- Task prompt:
Arrange everything from the line containing "Note: annotate every instance of the arched" down to the end of the entries as a numbered list, with blank lines left out.

----- Provided information -----

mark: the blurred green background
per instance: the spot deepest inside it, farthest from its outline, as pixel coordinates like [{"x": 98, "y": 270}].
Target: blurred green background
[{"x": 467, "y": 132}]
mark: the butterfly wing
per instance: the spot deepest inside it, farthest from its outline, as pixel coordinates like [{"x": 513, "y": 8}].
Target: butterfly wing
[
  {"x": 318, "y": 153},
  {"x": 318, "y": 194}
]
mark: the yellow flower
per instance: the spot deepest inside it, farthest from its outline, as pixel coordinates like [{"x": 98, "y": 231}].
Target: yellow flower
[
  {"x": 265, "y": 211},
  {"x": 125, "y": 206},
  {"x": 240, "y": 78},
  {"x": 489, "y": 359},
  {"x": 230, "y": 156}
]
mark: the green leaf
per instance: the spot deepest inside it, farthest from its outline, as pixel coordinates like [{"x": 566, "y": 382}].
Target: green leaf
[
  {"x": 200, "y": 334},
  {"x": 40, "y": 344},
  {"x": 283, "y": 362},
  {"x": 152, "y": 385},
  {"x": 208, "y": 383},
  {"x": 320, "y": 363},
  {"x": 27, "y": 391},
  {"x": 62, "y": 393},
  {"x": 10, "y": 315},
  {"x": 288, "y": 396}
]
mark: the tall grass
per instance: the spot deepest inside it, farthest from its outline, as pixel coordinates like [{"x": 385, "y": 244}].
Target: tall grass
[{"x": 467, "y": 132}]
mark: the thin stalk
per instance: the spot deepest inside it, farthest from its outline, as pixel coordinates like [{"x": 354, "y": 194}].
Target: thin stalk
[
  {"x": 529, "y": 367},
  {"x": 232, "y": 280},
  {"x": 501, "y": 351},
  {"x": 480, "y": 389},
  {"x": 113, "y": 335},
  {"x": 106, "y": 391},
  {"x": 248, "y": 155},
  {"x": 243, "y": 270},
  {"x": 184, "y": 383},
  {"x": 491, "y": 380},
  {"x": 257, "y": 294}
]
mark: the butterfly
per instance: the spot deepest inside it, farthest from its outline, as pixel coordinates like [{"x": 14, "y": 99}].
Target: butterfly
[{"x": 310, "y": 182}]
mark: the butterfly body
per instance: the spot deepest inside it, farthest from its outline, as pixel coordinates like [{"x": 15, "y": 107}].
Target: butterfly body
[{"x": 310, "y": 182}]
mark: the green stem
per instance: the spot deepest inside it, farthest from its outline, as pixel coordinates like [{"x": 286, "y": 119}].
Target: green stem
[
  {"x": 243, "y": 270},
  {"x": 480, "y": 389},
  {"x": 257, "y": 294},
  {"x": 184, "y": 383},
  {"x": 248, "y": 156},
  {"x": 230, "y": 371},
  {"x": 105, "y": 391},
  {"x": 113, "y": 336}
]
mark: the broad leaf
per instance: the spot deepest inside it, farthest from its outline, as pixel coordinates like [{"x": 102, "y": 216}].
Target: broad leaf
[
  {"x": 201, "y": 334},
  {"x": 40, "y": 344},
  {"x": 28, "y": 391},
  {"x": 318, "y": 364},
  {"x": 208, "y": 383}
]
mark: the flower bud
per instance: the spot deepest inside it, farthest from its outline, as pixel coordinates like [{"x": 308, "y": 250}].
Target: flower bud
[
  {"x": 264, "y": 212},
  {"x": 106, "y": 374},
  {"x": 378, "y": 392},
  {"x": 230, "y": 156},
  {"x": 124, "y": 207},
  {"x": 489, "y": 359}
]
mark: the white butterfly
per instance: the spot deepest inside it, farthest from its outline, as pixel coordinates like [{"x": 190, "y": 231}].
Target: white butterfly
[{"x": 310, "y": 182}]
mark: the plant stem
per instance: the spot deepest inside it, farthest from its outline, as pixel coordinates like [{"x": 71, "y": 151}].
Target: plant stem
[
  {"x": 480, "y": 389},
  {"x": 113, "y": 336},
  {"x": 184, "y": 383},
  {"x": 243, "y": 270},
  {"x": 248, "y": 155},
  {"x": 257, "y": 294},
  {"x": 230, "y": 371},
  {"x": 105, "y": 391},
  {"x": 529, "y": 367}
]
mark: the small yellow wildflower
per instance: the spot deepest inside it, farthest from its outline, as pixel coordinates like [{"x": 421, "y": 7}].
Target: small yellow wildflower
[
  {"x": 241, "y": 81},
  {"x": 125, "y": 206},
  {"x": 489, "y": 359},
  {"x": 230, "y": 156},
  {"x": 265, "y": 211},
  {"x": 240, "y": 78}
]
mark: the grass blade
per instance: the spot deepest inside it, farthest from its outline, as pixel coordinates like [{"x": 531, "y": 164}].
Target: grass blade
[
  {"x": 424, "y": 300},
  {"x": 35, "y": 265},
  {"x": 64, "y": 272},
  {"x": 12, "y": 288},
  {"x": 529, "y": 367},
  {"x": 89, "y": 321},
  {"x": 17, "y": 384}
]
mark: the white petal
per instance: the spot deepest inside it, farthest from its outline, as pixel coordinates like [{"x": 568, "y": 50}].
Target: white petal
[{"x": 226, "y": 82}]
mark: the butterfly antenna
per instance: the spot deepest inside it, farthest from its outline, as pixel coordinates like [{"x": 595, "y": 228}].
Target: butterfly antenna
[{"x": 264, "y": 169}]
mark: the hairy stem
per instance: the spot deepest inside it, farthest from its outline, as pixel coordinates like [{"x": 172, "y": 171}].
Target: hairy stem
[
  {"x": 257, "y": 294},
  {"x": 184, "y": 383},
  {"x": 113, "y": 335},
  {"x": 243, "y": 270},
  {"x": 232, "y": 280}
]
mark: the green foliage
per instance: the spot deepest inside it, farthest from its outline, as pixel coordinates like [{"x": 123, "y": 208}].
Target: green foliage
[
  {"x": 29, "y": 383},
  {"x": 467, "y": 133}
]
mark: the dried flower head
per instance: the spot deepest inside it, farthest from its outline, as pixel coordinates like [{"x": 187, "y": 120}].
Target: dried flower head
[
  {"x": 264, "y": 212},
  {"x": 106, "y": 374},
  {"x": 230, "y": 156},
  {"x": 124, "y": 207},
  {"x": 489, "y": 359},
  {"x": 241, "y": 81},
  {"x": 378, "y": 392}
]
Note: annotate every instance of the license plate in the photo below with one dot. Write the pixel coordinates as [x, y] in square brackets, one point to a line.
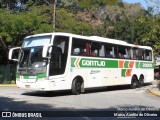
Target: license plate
[27, 86]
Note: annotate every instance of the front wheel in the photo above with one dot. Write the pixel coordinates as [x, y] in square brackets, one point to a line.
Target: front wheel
[141, 82]
[76, 86]
[134, 82]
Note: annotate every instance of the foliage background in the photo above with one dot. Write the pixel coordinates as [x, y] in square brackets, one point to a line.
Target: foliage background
[107, 18]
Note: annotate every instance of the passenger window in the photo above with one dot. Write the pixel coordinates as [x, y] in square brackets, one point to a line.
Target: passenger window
[80, 47]
[109, 50]
[148, 55]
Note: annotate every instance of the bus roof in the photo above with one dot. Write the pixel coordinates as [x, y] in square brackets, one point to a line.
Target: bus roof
[94, 38]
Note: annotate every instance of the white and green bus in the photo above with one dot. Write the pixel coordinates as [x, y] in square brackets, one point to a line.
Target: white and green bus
[64, 61]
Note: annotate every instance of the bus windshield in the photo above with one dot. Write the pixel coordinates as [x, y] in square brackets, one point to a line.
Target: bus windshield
[36, 41]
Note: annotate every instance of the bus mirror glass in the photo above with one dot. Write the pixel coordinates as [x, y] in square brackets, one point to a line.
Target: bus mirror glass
[13, 53]
[46, 51]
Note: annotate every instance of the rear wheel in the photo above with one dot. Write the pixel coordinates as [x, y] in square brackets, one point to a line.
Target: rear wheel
[76, 86]
[134, 82]
[141, 81]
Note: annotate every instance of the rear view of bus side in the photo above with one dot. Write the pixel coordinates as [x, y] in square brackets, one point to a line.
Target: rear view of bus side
[63, 61]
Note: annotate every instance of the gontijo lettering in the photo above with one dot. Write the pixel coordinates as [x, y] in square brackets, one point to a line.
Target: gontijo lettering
[147, 65]
[93, 63]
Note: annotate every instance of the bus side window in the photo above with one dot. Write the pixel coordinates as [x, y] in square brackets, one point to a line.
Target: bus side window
[76, 51]
[148, 55]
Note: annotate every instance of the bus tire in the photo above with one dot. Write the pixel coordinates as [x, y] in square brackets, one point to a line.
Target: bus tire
[141, 81]
[134, 82]
[76, 86]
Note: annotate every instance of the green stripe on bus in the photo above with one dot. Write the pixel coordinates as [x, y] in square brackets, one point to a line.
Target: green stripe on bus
[93, 63]
[126, 64]
[42, 75]
[144, 65]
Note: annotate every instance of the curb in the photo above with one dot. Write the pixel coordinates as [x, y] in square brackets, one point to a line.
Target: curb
[154, 93]
[8, 85]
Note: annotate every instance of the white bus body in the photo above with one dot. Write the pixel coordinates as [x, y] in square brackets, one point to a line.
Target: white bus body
[62, 61]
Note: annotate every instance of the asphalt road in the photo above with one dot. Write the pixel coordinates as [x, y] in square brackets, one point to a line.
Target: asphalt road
[118, 98]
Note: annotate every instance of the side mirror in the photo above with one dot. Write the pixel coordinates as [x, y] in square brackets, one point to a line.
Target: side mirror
[13, 53]
[46, 49]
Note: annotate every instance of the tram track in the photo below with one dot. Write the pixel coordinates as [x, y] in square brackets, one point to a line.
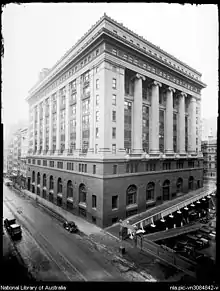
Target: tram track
[63, 264]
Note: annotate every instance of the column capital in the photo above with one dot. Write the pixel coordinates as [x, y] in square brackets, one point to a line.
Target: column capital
[171, 89]
[139, 76]
[182, 94]
[156, 83]
[192, 99]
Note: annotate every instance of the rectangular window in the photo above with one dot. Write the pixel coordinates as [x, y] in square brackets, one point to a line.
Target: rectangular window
[97, 100]
[114, 83]
[97, 132]
[114, 148]
[113, 99]
[97, 116]
[97, 83]
[115, 202]
[114, 115]
[52, 164]
[93, 201]
[115, 167]
[114, 132]
[96, 148]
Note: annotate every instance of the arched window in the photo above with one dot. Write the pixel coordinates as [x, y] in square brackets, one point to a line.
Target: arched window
[38, 178]
[44, 180]
[82, 193]
[179, 185]
[150, 191]
[33, 177]
[69, 189]
[59, 186]
[51, 183]
[191, 180]
[166, 190]
[131, 195]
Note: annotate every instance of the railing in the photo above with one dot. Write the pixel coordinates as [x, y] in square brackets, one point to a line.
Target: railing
[170, 257]
[167, 211]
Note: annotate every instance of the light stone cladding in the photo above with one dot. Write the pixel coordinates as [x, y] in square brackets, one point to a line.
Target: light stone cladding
[101, 64]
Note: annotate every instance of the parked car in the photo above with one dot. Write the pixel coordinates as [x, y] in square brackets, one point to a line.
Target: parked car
[13, 228]
[70, 226]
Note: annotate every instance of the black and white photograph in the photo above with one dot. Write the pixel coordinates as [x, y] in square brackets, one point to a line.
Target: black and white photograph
[109, 114]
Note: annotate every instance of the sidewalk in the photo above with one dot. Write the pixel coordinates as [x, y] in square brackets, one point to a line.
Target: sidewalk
[134, 263]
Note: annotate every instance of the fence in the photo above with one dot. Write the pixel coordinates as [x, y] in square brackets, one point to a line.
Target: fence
[170, 257]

-----

- Exercise response:
1. Note: annotate every instance of the arched window in the photo above with one dot. Write the pixel coordinates as [x, y] in square brackets, one point to a line.
2. Target: arched window
3. [38, 178]
4. [44, 180]
5. [82, 193]
6. [179, 185]
7. [150, 191]
8. [33, 177]
9. [69, 189]
10. [59, 186]
11. [51, 183]
12. [191, 180]
13. [166, 190]
14. [131, 195]
15. Note: annotate every instance of the railing in the photo above with one dot. Write the pixel coordinates as [x, y] in square brackets, one point to a line.
16. Target: railing
17. [170, 257]
18. [167, 211]
19. Note: annotate every instance of the light stone cladding in the photo above with one dot. Write the pixel coordinates as [x, y] in square brackets, one point to a line.
20. Target: light stone cladding
21. [101, 64]
22. Note: annotate every instance of the parked car in the photo above with one dot. Write the pixel coordinates as [x, y] in square brackets, one point to a line.
23. Target: parked car
24. [13, 228]
25. [70, 226]
26. Note: annotate every instance of the black and white photograph in the photo above with one dot. Write the pixel coordinates as [x, y] in square brackets, one point to a line.
27. Target: black and white photograph
28. [109, 114]
29. Note: annotate every instance of the sidewalk in the photo above with one dot. Write the pixel coordinates as [x, y] in square brackets, one point to a line.
30. Target: sidewalk
31. [134, 263]
32. Note: annotate every instance of the fence in the photo above with one dot. Write the pixel coordinates as [x, y] in square brackets, one point to a line.
33. Target: fence
34. [170, 257]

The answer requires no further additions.